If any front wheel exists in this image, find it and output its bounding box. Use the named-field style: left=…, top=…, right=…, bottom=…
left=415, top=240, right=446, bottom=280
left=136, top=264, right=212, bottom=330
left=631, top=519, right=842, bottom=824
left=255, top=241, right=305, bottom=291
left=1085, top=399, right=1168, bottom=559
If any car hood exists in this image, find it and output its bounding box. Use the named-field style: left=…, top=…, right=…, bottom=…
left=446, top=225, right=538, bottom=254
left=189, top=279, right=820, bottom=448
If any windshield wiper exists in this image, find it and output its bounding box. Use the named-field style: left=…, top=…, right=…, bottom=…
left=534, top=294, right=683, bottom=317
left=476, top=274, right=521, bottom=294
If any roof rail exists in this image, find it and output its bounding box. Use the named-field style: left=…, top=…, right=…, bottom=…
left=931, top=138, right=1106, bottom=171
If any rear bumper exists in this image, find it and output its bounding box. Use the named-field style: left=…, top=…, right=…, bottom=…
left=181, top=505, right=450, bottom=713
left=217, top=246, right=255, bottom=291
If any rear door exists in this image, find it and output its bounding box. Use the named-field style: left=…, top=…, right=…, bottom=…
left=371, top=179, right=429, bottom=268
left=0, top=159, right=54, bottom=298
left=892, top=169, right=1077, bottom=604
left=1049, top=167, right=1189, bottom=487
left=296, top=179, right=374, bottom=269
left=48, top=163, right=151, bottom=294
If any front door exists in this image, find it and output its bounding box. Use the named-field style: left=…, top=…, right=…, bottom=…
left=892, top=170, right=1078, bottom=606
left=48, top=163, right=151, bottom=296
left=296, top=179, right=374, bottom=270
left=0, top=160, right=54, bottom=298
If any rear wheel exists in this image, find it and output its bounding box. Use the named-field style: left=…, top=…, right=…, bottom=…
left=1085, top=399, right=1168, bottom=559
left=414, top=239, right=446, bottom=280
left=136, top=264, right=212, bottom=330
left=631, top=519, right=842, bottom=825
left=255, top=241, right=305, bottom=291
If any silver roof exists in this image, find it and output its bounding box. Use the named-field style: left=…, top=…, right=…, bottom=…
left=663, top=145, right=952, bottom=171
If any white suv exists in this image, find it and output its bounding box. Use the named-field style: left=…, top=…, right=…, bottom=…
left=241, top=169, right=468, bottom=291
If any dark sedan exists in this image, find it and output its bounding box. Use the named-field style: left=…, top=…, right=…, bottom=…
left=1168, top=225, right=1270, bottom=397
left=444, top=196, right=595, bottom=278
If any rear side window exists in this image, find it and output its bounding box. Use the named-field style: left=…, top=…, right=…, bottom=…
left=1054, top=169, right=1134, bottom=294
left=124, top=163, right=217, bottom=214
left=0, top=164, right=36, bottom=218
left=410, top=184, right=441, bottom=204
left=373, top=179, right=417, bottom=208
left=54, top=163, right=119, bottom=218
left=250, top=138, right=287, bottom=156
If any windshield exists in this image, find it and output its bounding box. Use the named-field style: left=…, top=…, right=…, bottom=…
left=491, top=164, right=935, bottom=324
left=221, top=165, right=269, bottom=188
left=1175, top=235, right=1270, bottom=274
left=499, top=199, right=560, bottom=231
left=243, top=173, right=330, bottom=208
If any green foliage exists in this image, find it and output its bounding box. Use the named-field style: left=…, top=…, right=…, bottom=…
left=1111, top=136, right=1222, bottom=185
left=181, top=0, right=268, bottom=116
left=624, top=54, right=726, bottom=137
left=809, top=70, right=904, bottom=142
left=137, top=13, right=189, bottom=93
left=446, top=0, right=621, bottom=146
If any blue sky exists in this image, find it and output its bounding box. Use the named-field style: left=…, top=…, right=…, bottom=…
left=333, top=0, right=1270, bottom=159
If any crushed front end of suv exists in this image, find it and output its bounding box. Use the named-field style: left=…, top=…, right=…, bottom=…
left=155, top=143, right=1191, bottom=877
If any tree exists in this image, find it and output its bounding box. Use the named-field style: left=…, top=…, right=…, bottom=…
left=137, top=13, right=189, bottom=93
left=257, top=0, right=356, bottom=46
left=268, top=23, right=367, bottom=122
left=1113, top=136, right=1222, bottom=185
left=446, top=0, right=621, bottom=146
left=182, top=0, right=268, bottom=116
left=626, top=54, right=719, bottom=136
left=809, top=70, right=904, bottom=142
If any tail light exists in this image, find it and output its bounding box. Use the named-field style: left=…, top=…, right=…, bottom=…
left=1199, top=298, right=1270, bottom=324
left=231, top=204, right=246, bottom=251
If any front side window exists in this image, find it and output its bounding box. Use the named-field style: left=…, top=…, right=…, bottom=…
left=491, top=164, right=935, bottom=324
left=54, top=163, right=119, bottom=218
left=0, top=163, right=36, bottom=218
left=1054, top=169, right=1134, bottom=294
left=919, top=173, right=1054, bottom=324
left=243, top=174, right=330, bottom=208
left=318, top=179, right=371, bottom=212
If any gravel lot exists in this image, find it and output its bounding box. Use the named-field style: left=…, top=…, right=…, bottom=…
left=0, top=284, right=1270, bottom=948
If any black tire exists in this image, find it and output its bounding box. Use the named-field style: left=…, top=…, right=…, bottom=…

## [Challenge]
Update the data from the line that has "If any blue" through the line that has "left=155, top=143, right=1191, bottom=877": write those lines again with "crushed" replaced by "damaged" and everything else unchanged.

## [Full output]
If any blue sky exists in this image, find it and output its bounding box. Use the named-field style: left=…, top=…, right=…, bottom=…
left=333, top=0, right=1270, bottom=159
If any damaged front end of suv exists in this image, find it and output its bounding box. Use the named-field style: left=…, top=…, right=…, bottom=…
left=155, top=143, right=1191, bottom=877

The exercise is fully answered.